_YOUR ASSIGNMENT:_ In the data below, how many lines include the word "surface"? Give only the number.

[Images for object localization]
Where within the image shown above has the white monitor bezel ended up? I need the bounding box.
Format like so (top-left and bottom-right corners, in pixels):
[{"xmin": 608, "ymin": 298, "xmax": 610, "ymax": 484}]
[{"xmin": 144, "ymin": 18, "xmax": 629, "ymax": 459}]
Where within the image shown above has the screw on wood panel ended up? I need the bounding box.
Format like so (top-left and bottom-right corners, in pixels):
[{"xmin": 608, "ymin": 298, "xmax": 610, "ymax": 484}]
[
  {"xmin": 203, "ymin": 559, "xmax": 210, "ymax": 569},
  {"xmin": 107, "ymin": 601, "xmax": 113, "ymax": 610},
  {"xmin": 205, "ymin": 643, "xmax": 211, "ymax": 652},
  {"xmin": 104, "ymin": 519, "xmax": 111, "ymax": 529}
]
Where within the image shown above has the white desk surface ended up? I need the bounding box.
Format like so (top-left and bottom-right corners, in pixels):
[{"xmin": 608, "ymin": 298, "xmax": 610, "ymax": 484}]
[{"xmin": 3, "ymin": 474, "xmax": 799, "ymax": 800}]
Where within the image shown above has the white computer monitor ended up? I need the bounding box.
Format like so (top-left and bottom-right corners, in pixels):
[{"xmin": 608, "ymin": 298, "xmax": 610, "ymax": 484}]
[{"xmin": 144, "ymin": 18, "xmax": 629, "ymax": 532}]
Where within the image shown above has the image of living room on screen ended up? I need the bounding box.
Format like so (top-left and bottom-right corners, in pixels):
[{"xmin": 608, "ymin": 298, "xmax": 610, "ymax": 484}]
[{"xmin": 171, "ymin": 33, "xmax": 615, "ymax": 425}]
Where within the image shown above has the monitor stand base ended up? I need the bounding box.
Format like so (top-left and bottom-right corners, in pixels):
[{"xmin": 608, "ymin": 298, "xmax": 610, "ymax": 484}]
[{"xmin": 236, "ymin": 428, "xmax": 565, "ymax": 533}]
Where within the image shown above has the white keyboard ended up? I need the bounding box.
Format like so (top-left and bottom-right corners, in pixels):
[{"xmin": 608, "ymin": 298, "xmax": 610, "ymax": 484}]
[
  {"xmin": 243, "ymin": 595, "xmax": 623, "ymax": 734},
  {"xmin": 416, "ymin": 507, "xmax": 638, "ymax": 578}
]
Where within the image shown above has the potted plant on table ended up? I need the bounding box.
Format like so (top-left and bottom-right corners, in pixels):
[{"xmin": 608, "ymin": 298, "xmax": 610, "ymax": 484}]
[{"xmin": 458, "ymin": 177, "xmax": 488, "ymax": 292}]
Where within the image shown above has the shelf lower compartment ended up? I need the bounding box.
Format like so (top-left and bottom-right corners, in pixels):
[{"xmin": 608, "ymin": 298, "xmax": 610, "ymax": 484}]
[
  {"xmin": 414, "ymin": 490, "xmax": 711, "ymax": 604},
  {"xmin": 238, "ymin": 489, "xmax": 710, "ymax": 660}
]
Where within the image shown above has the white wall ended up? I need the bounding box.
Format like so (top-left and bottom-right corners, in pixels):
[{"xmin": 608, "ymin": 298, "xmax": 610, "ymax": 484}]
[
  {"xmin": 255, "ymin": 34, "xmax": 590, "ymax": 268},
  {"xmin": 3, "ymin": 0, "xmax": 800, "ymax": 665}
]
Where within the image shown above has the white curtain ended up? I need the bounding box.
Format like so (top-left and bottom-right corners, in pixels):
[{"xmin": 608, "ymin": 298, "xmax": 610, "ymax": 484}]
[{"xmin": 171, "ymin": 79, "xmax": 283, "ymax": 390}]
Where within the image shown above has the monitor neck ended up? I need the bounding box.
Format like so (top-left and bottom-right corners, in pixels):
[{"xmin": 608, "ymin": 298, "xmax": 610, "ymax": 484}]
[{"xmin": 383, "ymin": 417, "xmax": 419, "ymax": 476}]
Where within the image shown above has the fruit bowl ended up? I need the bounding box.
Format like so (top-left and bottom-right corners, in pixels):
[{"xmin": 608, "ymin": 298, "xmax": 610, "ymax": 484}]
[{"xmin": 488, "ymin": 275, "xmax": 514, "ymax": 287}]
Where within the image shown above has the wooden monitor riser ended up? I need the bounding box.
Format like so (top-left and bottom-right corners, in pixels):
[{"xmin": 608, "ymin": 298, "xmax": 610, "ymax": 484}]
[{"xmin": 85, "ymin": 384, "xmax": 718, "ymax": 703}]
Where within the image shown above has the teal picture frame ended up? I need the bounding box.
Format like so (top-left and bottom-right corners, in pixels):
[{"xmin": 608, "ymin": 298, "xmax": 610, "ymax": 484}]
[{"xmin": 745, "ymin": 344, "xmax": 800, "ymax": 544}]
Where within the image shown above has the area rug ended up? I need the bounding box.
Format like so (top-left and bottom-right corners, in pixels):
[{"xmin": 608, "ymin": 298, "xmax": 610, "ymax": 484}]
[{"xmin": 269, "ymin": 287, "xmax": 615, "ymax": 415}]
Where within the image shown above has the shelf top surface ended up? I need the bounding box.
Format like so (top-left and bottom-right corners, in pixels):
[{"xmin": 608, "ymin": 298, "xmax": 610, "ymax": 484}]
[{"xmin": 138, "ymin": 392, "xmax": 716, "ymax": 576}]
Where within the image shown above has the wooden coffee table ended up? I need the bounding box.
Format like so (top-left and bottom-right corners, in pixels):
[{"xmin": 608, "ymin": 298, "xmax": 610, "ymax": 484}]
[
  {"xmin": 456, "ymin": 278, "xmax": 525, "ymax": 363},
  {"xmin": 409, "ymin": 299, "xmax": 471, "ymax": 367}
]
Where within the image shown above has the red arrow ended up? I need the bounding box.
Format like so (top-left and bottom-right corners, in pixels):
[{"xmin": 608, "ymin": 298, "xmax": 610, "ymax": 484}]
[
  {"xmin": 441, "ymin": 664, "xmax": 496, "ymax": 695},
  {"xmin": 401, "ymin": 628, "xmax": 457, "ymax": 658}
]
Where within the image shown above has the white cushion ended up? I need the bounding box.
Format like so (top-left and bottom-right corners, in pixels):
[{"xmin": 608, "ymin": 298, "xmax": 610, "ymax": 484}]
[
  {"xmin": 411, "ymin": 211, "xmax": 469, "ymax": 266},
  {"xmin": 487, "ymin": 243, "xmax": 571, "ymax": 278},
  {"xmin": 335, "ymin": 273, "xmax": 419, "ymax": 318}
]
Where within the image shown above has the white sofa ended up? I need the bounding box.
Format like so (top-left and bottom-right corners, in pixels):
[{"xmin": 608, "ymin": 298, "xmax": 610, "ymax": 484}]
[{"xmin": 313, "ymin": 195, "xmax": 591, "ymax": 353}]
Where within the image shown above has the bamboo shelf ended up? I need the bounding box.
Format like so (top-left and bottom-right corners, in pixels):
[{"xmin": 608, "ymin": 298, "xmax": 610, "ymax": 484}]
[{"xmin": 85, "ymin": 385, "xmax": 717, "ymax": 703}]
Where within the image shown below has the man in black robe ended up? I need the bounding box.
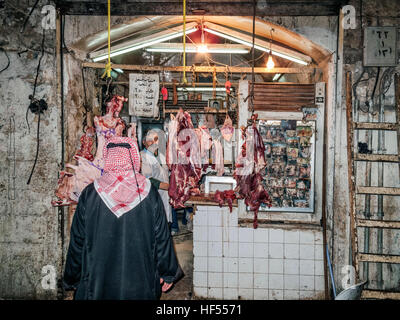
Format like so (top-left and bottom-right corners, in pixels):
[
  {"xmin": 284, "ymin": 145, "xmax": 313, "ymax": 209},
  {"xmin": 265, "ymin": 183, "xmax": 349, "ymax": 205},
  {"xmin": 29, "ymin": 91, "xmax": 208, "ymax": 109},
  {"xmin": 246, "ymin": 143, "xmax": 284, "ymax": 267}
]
[{"xmin": 63, "ymin": 136, "xmax": 183, "ymax": 300}]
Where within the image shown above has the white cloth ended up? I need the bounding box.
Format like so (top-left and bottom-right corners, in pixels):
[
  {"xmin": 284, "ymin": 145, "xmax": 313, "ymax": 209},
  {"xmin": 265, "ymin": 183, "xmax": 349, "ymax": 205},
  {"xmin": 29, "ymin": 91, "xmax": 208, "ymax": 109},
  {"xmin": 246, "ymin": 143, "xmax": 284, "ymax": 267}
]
[{"xmin": 140, "ymin": 149, "xmax": 171, "ymax": 222}]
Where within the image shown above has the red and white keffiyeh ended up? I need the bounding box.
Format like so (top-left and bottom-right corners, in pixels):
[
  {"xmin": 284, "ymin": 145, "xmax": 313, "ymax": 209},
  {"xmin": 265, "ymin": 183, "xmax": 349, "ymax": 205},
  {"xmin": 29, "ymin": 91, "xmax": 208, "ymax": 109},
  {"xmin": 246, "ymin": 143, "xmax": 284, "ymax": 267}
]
[{"xmin": 94, "ymin": 136, "xmax": 151, "ymax": 218}]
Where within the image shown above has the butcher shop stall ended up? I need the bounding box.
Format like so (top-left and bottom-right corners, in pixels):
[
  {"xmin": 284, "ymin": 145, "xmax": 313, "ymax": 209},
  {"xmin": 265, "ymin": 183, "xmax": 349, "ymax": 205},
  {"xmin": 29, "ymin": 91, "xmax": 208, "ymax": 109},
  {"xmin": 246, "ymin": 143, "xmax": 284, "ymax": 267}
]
[{"xmin": 49, "ymin": 9, "xmax": 336, "ymax": 300}]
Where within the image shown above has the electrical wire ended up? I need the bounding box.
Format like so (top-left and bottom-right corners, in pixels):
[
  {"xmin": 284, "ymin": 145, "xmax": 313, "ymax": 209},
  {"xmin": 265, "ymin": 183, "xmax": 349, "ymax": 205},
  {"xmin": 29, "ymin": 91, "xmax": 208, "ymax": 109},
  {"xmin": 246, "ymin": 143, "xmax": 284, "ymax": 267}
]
[
  {"xmin": 27, "ymin": 30, "xmax": 46, "ymax": 185},
  {"xmin": 352, "ymin": 67, "xmax": 372, "ymax": 113},
  {"xmin": 0, "ymin": 48, "xmax": 10, "ymax": 74},
  {"xmin": 62, "ymin": 15, "xmax": 71, "ymax": 54},
  {"xmin": 380, "ymin": 67, "xmax": 395, "ymax": 96},
  {"xmin": 370, "ymin": 66, "xmax": 381, "ymax": 105},
  {"xmin": 20, "ymin": 0, "xmax": 40, "ymax": 33}
]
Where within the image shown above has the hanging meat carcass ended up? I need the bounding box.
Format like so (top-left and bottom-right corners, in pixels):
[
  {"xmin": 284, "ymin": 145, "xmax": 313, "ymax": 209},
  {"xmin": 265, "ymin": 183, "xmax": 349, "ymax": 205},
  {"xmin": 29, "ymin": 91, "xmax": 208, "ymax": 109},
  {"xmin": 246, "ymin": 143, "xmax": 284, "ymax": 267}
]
[
  {"xmin": 194, "ymin": 125, "xmax": 213, "ymax": 172},
  {"xmin": 75, "ymin": 126, "xmax": 95, "ymax": 161},
  {"xmin": 52, "ymin": 95, "xmax": 128, "ymax": 206},
  {"xmin": 211, "ymin": 138, "xmax": 224, "ymax": 176},
  {"xmin": 167, "ymin": 110, "xmax": 202, "ymax": 208},
  {"xmin": 221, "ymin": 114, "xmax": 234, "ymax": 142},
  {"xmin": 234, "ymin": 114, "xmax": 271, "ymax": 228},
  {"xmin": 94, "ymin": 95, "xmax": 127, "ymax": 138}
]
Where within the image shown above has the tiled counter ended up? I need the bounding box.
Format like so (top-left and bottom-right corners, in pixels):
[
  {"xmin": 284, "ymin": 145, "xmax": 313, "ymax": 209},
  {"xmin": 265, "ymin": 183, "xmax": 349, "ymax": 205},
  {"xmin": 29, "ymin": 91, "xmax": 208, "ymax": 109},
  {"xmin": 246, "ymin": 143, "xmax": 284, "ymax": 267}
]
[{"xmin": 192, "ymin": 205, "xmax": 325, "ymax": 300}]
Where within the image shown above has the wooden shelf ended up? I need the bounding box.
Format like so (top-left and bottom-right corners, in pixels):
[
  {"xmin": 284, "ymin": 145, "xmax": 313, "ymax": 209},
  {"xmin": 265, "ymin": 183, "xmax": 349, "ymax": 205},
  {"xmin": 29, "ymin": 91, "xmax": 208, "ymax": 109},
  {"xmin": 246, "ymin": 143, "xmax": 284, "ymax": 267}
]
[
  {"xmin": 358, "ymin": 253, "xmax": 400, "ymax": 264},
  {"xmin": 357, "ymin": 219, "xmax": 400, "ymax": 229},
  {"xmin": 353, "ymin": 122, "xmax": 398, "ymax": 130},
  {"xmin": 362, "ymin": 290, "xmax": 400, "ymax": 300},
  {"xmin": 357, "ymin": 186, "xmax": 400, "ymax": 196}
]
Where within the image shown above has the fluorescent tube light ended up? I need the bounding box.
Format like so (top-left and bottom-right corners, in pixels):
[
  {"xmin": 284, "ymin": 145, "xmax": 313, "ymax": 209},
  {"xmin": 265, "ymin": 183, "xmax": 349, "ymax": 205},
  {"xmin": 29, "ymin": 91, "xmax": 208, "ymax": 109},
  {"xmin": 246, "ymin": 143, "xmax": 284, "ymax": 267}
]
[
  {"xmin": 272, "ymin": 73, "xmax": 281, "ymax": 81},
  {"xmin": 92, "ymin": 27, "xmax": 198, "ymax": 62},
  {"xmin": 146, "ymin": 48, "xmax": 249, "ymax": 54},
  {"xmin": 203, "ymin": 28, "xmax": 308, "ymax": 65},
  {"xmin": 146, "ymin": 43, "xmax": 249, "ymax": 54}
]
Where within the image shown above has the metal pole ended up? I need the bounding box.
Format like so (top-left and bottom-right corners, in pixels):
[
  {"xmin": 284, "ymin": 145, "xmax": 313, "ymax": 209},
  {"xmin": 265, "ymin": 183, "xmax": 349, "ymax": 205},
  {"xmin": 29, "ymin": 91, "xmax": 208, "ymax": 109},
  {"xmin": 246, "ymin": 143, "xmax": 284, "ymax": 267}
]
[
  {"xmin": 376, "ymin": 87, "xmax": 385, "ymax": 290},
  {"xmin": 326, "ymin": 244, "xmax": 337, "ymax": 298}
]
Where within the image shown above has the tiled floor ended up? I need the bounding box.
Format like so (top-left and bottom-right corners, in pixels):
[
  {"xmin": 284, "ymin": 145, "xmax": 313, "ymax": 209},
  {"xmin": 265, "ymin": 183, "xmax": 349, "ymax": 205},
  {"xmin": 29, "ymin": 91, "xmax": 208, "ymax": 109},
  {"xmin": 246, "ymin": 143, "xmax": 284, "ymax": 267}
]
[{"xmin": 161, "ymin": 214, "xmax": 194, "ymax": 300}]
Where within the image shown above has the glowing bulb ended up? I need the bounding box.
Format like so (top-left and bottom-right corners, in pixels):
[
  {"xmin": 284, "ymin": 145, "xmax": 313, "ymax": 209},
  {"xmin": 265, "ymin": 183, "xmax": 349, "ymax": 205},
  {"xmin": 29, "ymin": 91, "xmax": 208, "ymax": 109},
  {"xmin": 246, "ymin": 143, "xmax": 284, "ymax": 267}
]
[
  {"xmin": 197, "ymin": 44, "xmax": 208, "ymax": 53},
  {"xmin": 266, "ymin": 55, "xmax": 275, "ymax": 69}
]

_EXERCISE OUTPUT:_ 2